» **Selected passage**
========================================================================
Assumptions of Linear Regression

Last Updated : 28 Dec, 2022

Linear regression is the simplest machine learning algorithm of predictive analysis. Linear regression algorithm shows a linear relationship between a dependent (y variable) and one or more independent (x variable) variables hence it is known as linear regression. Since linear regression shows the linear relationship, which means it finds how the value of the dependent variable is changing according to the value of the independent variable. Linear regression makes predictions for continuous/real or numeric variables such as sales, salary, age, product price, etc.

The theory of linear regression is based on certain statistical assumptions. It is crucial to check these regression assumptions before modeling the data using the linear regression approach.

Mainly there are 7 assumptions taken while using Linear Regression:

Linear Model
No Multicolinearlity in the data
Homoscedasticity of Residuals or Equal Variances
No Autocorrelation in residuals
Number of observations Greater than the number of predictors
Each observation is unique
Predictors are distributed Normally

Linear Model

According to this assumption, the relationship between the independent and dependent variables should be linear. The reason behind this relationship is that if the relationship will be non-linear which is certainly is the case in the real-world data then the predictions made by our linear regression model will not be accurate and will vary from the actual observations a lot.
========================================================================
» **Set task**
Can you write out, word for word, the stretch of the linear regression assumptions text above from "Last Updated : 28" through "linear regression approach."?

Image boundary annotation data
========================================================================
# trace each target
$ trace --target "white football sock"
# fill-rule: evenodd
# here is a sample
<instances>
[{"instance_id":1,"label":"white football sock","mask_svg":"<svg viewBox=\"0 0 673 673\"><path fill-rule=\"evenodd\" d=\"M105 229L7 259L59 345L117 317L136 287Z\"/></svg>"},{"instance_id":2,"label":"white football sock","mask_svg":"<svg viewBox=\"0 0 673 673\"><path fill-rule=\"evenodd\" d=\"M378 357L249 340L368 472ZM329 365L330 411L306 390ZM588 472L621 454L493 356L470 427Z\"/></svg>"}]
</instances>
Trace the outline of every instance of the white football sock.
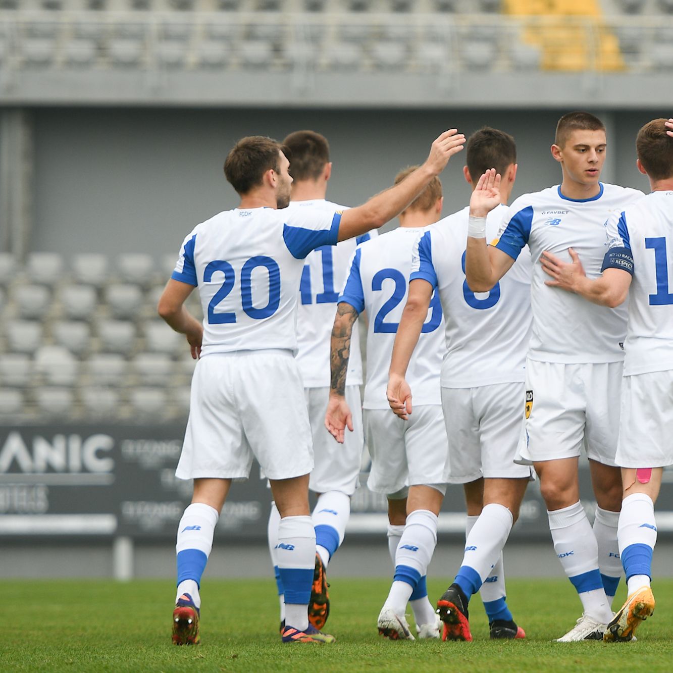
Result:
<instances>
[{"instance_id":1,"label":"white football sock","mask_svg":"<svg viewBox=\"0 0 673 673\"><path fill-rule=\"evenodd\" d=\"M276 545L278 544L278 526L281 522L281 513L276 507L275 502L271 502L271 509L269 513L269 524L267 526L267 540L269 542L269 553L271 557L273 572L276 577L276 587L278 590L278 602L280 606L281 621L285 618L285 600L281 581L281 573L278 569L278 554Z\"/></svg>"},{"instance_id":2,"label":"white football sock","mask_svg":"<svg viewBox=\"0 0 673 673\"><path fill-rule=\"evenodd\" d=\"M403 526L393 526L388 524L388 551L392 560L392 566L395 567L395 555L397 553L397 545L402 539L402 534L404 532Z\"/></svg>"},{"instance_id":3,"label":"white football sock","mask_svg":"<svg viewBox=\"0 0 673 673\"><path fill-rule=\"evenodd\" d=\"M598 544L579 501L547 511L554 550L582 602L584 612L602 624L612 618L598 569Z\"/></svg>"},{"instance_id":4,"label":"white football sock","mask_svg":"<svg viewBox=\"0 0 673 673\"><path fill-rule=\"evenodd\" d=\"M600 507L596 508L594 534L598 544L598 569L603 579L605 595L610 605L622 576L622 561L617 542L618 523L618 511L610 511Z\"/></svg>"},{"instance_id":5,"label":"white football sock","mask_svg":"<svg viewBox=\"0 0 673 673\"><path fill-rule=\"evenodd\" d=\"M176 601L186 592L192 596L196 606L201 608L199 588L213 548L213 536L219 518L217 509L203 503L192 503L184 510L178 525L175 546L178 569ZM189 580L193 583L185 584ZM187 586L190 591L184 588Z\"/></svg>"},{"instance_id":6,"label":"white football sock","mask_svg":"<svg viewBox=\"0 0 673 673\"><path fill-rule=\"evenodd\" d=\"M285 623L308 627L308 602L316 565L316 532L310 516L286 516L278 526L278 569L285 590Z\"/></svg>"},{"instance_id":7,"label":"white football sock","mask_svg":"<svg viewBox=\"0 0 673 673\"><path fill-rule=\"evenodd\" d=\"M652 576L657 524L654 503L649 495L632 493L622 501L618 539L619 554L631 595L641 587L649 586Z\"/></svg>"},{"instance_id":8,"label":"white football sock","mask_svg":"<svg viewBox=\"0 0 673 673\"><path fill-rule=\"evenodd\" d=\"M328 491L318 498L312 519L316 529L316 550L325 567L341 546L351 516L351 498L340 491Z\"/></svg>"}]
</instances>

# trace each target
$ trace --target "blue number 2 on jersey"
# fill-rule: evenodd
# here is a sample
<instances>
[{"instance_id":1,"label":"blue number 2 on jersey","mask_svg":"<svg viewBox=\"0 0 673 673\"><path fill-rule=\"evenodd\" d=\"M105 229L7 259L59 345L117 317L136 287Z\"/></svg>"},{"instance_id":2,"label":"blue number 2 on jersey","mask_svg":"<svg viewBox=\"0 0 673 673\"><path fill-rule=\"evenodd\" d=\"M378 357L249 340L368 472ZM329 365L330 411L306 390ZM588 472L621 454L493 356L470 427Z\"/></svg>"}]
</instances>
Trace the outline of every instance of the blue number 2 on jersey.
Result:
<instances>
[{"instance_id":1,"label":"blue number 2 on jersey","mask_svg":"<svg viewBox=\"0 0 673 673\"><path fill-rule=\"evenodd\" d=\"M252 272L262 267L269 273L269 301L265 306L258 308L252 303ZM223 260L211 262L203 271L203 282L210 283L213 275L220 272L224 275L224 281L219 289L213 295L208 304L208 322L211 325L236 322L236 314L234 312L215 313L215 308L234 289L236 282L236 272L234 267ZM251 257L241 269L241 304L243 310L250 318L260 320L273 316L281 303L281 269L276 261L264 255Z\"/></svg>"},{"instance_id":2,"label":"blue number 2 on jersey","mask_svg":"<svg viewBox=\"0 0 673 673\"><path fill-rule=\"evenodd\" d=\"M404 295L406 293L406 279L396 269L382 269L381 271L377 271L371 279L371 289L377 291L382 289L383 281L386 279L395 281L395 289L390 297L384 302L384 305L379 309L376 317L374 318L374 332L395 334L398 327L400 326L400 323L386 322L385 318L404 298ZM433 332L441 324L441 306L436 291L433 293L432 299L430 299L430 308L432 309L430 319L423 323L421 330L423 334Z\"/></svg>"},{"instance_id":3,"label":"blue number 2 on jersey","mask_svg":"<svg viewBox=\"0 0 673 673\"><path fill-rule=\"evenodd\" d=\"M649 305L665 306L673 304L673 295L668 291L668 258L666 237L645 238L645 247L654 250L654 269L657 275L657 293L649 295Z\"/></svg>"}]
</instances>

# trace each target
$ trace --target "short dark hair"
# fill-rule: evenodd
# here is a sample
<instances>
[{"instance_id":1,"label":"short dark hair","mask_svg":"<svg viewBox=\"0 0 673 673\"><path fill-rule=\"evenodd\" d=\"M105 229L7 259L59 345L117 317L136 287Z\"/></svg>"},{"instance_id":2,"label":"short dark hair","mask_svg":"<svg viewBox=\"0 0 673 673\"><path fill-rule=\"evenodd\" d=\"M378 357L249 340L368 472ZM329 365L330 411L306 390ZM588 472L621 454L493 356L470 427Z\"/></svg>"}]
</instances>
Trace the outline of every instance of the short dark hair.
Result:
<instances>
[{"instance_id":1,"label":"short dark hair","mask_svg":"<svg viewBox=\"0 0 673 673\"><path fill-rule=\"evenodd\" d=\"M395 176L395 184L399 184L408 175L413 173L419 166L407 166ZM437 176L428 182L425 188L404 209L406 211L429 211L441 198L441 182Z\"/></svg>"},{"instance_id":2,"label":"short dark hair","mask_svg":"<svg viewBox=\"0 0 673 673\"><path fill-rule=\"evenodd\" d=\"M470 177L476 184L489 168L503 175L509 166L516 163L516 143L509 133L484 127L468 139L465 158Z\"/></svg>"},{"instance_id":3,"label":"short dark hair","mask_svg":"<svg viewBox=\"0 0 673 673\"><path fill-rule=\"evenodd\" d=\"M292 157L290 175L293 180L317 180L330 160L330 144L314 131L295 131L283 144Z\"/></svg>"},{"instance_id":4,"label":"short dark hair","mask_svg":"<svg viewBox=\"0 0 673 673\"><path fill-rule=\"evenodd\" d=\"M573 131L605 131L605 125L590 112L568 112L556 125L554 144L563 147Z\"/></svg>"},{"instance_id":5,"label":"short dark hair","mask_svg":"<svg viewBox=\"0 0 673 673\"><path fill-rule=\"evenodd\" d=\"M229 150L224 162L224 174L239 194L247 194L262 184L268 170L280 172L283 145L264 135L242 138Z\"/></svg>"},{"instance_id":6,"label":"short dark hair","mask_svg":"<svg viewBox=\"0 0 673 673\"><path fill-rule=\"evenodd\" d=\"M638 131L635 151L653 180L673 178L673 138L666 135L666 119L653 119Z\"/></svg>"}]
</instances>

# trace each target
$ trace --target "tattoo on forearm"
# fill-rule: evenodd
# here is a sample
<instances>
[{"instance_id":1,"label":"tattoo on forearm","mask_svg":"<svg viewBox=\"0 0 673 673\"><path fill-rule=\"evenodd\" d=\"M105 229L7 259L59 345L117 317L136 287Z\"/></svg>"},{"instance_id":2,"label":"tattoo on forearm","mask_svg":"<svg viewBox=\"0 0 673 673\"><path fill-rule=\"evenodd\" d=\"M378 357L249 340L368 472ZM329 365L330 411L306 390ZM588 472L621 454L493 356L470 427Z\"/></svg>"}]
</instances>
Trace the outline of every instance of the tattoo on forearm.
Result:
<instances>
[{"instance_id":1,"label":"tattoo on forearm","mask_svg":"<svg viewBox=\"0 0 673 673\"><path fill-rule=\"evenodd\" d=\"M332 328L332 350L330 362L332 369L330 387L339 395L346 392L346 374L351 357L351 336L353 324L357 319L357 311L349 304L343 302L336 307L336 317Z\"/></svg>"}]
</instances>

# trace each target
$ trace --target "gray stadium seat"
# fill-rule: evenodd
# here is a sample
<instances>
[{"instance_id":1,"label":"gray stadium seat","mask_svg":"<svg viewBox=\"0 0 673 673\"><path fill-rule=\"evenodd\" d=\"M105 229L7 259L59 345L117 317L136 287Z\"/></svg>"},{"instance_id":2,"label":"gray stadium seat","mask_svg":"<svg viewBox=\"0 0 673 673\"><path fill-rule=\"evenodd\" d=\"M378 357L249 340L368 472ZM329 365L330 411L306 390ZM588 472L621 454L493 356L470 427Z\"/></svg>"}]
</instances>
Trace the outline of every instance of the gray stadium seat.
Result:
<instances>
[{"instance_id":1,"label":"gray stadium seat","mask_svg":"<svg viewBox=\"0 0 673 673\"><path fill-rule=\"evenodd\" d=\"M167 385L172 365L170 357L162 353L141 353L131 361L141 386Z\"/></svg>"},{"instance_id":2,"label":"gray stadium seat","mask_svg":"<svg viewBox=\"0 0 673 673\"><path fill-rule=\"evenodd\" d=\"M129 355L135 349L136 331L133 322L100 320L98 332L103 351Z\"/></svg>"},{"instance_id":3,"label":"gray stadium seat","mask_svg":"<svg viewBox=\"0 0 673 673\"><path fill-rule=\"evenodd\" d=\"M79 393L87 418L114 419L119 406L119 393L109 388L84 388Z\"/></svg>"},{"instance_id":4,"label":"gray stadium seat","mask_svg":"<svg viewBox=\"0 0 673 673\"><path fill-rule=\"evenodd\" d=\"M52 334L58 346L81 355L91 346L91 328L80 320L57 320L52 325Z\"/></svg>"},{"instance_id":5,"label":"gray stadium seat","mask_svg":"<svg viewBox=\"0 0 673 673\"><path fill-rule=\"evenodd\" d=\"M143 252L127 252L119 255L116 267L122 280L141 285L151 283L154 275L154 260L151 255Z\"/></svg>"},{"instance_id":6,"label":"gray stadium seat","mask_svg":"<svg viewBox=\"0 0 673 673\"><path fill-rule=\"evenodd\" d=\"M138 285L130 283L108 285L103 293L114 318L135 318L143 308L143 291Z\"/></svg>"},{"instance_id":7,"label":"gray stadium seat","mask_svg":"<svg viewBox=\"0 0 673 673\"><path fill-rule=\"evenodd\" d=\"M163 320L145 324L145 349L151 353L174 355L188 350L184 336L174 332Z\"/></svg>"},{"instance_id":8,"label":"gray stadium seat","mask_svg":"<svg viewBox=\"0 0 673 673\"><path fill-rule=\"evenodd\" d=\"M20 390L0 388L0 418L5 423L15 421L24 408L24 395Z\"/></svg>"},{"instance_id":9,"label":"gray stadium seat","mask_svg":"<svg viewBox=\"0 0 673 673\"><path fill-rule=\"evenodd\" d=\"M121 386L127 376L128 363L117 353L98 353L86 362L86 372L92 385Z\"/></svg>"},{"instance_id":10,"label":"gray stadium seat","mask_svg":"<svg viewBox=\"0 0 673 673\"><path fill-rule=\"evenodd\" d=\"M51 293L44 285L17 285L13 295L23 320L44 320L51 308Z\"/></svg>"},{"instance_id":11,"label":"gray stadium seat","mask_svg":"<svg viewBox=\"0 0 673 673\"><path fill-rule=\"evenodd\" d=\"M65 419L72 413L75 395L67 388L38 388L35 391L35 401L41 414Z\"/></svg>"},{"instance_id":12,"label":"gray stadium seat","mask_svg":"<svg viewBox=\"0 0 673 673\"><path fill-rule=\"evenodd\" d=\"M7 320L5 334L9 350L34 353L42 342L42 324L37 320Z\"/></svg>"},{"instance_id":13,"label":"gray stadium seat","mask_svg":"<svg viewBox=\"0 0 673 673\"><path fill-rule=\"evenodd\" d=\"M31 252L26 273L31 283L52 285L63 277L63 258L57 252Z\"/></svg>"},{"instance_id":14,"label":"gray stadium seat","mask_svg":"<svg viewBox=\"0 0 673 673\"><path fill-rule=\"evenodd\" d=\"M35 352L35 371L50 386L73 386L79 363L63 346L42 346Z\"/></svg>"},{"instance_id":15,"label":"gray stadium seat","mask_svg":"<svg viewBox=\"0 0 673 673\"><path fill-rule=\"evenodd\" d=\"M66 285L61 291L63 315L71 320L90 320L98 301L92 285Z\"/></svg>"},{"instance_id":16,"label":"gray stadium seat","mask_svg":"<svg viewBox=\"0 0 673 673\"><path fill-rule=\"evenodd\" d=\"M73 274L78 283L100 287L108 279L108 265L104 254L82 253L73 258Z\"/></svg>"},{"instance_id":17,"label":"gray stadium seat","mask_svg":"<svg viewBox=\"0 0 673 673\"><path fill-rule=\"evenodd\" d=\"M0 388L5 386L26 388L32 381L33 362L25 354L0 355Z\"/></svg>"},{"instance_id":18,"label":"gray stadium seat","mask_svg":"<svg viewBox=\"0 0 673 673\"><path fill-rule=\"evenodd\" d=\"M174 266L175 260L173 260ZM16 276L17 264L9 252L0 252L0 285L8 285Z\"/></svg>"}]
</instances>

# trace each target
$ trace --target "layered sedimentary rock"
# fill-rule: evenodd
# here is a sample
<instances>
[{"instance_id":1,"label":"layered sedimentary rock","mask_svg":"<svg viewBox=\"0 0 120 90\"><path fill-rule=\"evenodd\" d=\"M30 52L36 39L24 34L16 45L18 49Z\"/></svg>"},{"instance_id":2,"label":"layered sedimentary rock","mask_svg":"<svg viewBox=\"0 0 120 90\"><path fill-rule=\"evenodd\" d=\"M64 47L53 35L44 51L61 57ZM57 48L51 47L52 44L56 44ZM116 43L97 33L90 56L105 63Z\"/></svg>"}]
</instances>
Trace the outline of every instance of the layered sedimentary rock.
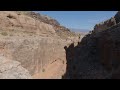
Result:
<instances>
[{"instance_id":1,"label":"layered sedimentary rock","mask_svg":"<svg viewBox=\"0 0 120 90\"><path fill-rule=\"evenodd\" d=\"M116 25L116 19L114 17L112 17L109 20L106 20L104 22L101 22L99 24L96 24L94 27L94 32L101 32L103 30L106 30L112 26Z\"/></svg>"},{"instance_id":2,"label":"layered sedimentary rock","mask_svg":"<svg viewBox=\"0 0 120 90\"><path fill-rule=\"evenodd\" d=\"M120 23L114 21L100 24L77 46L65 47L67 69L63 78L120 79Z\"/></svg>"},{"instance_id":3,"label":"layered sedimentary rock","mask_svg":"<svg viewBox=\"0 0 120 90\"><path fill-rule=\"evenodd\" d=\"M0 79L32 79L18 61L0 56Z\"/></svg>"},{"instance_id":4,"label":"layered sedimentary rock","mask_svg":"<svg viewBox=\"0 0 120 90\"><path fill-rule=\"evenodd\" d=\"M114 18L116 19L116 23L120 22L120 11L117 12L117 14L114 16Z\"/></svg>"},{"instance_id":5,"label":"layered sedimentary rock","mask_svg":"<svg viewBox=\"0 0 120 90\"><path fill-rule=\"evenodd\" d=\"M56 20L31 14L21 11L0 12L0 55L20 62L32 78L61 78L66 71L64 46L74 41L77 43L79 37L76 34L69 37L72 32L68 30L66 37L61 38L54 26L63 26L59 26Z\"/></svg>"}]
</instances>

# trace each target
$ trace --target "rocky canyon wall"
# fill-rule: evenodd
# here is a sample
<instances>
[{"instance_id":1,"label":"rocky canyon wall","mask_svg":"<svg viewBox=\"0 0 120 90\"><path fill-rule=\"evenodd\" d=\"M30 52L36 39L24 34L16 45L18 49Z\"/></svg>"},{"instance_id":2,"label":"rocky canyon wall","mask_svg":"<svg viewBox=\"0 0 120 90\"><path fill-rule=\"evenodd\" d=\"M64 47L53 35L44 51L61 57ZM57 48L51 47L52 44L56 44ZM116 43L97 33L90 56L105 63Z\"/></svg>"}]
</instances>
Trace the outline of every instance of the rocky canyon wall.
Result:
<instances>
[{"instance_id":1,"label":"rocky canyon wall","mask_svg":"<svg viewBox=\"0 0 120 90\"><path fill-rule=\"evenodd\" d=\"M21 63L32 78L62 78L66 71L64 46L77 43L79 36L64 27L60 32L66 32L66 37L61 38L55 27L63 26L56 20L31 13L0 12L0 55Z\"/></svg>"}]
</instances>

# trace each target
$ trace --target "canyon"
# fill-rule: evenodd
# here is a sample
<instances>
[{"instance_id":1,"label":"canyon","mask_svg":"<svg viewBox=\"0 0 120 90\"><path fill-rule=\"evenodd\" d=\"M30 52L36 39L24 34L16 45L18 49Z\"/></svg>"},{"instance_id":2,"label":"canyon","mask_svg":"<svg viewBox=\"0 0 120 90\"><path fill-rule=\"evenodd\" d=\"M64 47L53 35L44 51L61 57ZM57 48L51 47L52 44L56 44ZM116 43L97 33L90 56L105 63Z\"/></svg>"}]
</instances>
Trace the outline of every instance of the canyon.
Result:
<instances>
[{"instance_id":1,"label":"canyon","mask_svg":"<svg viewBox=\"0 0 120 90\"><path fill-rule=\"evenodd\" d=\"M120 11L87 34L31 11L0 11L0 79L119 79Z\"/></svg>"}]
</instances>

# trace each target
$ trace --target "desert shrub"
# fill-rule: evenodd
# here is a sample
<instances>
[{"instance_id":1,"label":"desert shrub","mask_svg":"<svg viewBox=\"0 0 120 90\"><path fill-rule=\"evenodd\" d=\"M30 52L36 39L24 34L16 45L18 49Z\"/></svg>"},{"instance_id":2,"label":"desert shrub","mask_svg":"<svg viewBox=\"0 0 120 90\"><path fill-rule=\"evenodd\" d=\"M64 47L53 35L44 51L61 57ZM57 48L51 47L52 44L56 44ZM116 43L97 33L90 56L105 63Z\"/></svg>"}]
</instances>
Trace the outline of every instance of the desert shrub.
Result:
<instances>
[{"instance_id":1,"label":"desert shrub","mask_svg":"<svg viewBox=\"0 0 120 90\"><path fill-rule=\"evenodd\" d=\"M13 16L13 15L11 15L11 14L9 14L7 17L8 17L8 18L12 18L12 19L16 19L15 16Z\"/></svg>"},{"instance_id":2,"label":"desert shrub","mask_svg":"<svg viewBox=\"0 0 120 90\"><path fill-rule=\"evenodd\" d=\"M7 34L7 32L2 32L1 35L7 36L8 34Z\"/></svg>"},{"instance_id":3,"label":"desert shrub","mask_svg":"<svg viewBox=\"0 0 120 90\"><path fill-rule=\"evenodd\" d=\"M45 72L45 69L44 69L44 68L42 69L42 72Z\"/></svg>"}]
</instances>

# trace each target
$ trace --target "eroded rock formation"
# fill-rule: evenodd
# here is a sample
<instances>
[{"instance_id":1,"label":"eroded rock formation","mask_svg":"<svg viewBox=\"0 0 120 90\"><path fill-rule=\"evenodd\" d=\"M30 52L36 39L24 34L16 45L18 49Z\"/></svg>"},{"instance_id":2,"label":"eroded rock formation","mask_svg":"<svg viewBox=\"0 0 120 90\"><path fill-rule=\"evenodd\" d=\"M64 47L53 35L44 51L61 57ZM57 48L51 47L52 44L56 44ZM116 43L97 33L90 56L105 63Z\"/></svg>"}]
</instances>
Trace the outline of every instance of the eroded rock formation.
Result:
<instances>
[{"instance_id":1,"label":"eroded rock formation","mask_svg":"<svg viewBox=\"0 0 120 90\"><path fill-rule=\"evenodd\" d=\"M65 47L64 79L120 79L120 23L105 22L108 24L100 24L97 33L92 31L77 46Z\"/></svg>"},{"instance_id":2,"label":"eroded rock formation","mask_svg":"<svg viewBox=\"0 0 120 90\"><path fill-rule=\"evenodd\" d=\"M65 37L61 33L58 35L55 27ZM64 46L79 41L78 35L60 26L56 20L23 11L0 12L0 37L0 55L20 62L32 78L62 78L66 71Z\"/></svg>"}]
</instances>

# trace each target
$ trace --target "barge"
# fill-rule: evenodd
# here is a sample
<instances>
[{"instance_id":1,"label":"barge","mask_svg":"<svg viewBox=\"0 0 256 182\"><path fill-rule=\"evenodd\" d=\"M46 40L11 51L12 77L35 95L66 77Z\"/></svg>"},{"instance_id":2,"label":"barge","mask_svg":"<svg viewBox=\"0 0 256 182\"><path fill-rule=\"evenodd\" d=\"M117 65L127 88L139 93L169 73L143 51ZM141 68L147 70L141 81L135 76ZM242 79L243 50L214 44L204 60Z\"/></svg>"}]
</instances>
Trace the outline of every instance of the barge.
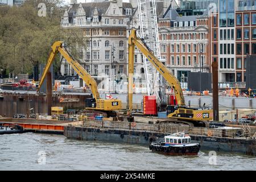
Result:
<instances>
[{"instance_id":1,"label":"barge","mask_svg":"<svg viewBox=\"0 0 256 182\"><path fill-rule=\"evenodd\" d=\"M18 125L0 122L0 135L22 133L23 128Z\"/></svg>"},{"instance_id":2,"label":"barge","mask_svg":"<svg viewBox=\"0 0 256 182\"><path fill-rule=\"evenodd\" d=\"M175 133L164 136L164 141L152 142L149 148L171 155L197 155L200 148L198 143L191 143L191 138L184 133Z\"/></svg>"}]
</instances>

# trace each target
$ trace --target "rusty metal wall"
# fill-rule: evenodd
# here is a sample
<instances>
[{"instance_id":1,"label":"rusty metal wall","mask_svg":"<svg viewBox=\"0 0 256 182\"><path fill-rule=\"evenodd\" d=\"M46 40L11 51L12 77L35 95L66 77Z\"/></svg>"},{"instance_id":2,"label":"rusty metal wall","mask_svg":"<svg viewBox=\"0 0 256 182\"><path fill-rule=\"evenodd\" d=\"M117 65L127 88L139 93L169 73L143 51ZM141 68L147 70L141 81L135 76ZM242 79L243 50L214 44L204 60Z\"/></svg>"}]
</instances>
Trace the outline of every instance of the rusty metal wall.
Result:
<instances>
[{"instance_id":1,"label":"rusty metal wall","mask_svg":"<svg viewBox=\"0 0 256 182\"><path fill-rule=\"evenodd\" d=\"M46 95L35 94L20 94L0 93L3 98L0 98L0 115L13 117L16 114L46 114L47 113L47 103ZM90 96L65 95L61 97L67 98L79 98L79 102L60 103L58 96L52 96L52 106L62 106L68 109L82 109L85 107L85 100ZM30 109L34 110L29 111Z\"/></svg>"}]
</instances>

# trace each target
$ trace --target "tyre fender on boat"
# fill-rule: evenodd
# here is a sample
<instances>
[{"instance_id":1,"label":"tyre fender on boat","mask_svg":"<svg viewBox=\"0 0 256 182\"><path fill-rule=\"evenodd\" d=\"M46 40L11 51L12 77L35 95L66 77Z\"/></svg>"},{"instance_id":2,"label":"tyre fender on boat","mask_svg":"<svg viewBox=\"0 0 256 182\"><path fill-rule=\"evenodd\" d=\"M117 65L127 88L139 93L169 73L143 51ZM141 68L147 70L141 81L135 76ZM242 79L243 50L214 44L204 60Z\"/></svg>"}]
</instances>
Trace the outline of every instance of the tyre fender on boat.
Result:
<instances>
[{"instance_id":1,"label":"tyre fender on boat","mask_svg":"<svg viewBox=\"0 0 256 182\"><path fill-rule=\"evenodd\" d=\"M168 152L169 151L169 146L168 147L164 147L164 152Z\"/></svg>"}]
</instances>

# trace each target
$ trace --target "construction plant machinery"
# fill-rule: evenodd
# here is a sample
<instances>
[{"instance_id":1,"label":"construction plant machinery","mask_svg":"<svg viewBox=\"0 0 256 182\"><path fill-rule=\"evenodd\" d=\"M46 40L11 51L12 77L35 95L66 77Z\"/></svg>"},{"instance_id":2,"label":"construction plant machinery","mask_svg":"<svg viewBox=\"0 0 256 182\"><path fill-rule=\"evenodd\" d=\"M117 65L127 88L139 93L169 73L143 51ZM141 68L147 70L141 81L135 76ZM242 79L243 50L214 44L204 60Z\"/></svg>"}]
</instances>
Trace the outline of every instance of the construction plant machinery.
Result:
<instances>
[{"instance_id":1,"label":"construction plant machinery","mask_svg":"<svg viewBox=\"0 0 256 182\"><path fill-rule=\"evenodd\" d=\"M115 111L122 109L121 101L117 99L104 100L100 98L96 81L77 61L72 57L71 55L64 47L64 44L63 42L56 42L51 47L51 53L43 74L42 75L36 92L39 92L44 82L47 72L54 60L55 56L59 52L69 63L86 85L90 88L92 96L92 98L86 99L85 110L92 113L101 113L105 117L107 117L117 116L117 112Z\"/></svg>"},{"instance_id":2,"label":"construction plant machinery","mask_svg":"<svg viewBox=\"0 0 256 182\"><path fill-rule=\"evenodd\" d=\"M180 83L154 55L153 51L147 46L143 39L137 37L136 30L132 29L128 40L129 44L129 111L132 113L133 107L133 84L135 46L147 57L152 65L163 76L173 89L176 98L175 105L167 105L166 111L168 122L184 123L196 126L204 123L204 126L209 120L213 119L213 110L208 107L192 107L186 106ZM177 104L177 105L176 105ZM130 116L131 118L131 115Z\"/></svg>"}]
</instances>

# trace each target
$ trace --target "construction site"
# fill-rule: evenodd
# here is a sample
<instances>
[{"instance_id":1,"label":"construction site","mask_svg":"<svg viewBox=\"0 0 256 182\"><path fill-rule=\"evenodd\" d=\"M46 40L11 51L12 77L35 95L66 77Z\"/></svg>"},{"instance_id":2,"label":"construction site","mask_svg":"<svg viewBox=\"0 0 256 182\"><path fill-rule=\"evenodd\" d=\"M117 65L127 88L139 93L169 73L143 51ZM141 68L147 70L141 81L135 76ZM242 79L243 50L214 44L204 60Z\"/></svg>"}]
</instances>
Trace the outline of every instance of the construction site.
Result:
========================================================================
» **Written answer**
Last Updated : 28 Dec, 2022

Linear regression is the simplest machine learning algorithm of predictive analysis. Linear regression algorithm shows a linear relationship between a dependent (y variable) and one or more independent (x variable) variables hence it is known as linear regression. Since linear regression shows the linear relationship, which means it finds how the value of the dependent variable is changing according to the value of the independent variable. Linear regression makes predictions for continuous/real or numeric variables such as sales, salary, age, product price, etc.

The theory of linear regression is based on certain statistical assumptions. It is crucial to check these regression assumptions before modeling the data using the linear regression approach.